* Exercise details
Write out the data word for word and drop any picture you find.

* Input material
----

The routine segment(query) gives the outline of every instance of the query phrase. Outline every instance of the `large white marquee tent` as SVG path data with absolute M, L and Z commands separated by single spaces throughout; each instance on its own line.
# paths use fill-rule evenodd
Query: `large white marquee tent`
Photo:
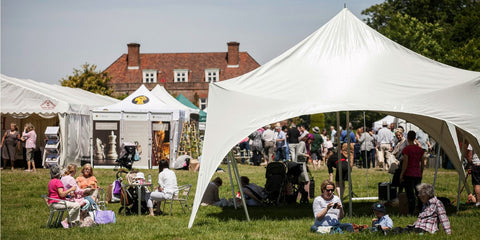
M 113 104 L 117 99 L 94 94 L 79 88 L 36 82 L 1 75 L 2 121 L 7 117 L 12 121 L 36 120 L 37 147 L 43 147 L 45 123 L 58 118 L 61 139 L 60 165 L 80 163 L 83 156 L 89 155 L 90 110 L 94 107 Z M 33 117 L 33 116 L 37 117 Z M 15 120 L 16 119 L 16 120 Z M 17 124 L 18 125 L 18 124 Z M 19 126 L 23 130 L 23 125 Z
M 480 72 L 414 53 L 348 9 L 256 70 L 212 84 L 208 103 L 189 227 L 228 151 L 260 126 L 295 116 L 358 110 L 405 119 L 441 142 L 460 177 L 457 132 L 480 150 Z

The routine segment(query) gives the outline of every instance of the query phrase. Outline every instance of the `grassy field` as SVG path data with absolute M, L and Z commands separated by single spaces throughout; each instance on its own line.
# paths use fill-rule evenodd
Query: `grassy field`
M 225 165 L 220 166 L 226 169 Z M 264 167 L 240 165 L 241 175 L 249 176 L 251 181 L 259 185 L 265 183 Z M 113 170 L 95 169 L 95 176 L 100 186 L 106 188 L 115 180 Z M 157 173 L 154 170 L 145 170 L 151 173 L 154 182 Z M 316 180 L 315 194 L 320 194 L 320 182 L 327 178 L 325 167 L 312 171 Z M 198 173 L 176 171 L 178 184 L 193 184 L 190 204 L 193 203 Z M 360 197 L 377 196 L 377 183 L 388 181 L 385 172 L 368 171 L 368 188 L 366 171 L 354 169 L 352 172 L 353 190 Z M 433 182 L 434 171 L 426 169 L 424 182 Z M 231 187 L 228 173 L 216 173 L 224 185 L 220 188 L 220 197 L 231 198 Z M 47 192 L 49 173 L 46 169 L 39 169 L 37 173 L 27 173 L 17 169 L 14 172 L 1 172 L 1 238 L 2 239 L 380 239 L 383 236 L 375 233 L 362 232 L 358 234 L 323 235 L 309 232 L 313 224 L 313 213 L 310 200 L 308 205 L 286 205 L 280 207 L 249 208 L 251 222 L 245 221 L 243 209 L 200 207 L 194 226 L 187 229 L 190 215 L 184 214 L 179 205 L 174 206 L 172 216 L 123 216 L 117 214 L 117 223 L 101 225 L 92 228 L 48 229 L 45 227 L 48 218 L 42 194 Z M 436 194 L 455 199 L 458 186 L 457 174 L 452 170 L 440 170 Z M 368 193 L 367 193 L 368 190 Z M 237 191 L 237 190 L 236 190 Z M 462 195 L 461 210 L 455 214 L 454 208 L 449 208 L 449 219 L 452 224 L 453 235 L 445 235 L 443 231 L 435 234 L 437 239 L 476 239 L 480 234 L 480 209 L 463 204 L 466 194 Z M 353 217 L 346 217 L 342 222 L 356 224 L 370 224 L 373 214 L 373 202 L 353 202 Z M 348 213 L 348 202 L 344 203 Z M 118 211 L 120 204 L 108 204 L 107 208 Z M 395 226 L 406 226 L 415 221 L 415 217 L 399 217 L 397 209 L 387 209 Z M 431 238 L 432 235 L 414 236 L 397 235 L 391 239 L 419 239 Z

----

* Reply
The routine segment(query) gives the outline of every instance of the query phrase. Outline every instance of the `large white marquee tent` as SVG path data with absolute M, L and Z commands separated by single spaces throughout; each instance on its own line.
# paths use fill-rule evenodd
Query: `large white marquee tent`
Photo:
M 113 104 L 117 99 L 94 94 L 79 88 L 36 82 L 1 75 L 2 121 L 7 117 L 12 121 L 36 120 L 37 147 L 43 147 L 45 123 L 58 118 L 61 139 L 60 165 L 80 163 L 83 156 L 89 155 L 90 110 L 94 107 Z M 33 117 L 33 116 L 37 117 Z M 15 120 L 16 119 L 16 120 Z M 17 124 L 18 125 L 18 124 Z M 19 126 L 23 130 L 23 125 Z
M 480 72 L 414 53 L 348 9 L 256 70 L 212 84 L 208 103 L 189 227 L 228 151 L 260 126 L 295 116 L 358 110 L 405 119 L 441 142 L 460 177 L 457 132 L 480 150 Z

The routine segment(query) gives the outline of every instance of the query phrase. Outline every instance of the `grassy field` as SVG path data with absolute M, L and Z commands separated by single spaces throughout; each instance on its own line.
# paths use fill-rule evenodd
Query: `grassy field`
M 225 165 L 220 166 L 226 169 Z M 264 167 L 240 165 L 241 175 L 249 176 L 251 181 L 259 185 L 265 183 Z M 113 170 L 95 169 L 95 176 L 100 186 L 106 188 L 115 180 Z M 157 173 L 154 170 L 145 170 L 151 173 L 154 182 Z M 316 180 L 315 194 L 320 194 L 320 182 L 327 178 L 325 167 L 312 171 Z M 198 173 L 176 171 L 178 184 L 193 184 L 190 204 L 193 203 Z M 360 197 L 377 196 L 377 183 L 388 181 L 385 172 L 368 171 L 368 188 L 366 171 L 354 169 L 352 172 L 353 190 Z M 433 182 L 434 171 L 426 169 L 424 182 Z M 231 187 L 228 173 L 216 173 L 224 185 L 220 188 L 220 197 L 231 198 Z M 47 192 L 49 173 L 46 169 L 39 169 L 37 173 L 27 173 L 17 169 L 14 172 L 1 172 L 1 238 L 2 239 L 380 239 L 383 236 L 375 233 L 362 232 L 358 234 L 323 235 L 309 232 L 313 224 L 313 213 L 310 200 L 308 205 L 286 205 L 280 207 L 249 208 L 251 222 L 245 221 L 243 209 L 200 207 L 194 226 L 187 229 L 190 215 L 184 214 L 179 205 L 174 206 L 172 216 L 123 216 L 117 214 L 117 223 L 101 225 L 92 228 L 48 229 L 45 227 L 48 218 L 42 194 Z M 436 194 L 455 199 L 458 186 L 457 174 L 452 170 L 440 170 Z M 368 193 L 367 193 L 368 190 Z M 237 191 L 237 190 L 236 190 Z M 462 195 L 461 210 L 455 214 L 454 208 L 449 208 L 449 219 L 452 224 L 453 235 L 445 235 L 443 231 L 435 234 L 437 239 L 476 239 L 480 234 L 480 209 L 463 204 L 466 194 Z M 353 217 L 346 217 L 342 222 L 356 224 L 370 224 L 373 214 L 373 202 L 353 202 Z M 348 213 L 348 202 L 344 203 Z M 118 211 L 120 204 L 108 204 L 107 208 Z M 395 226 L 406 226 L 415 221 L 415 217 L 399 217 L 397 209 L 387 209 Z M 431 238 L 432 235 L 414 236 L 397 235 L 391 239 L 419 239 Z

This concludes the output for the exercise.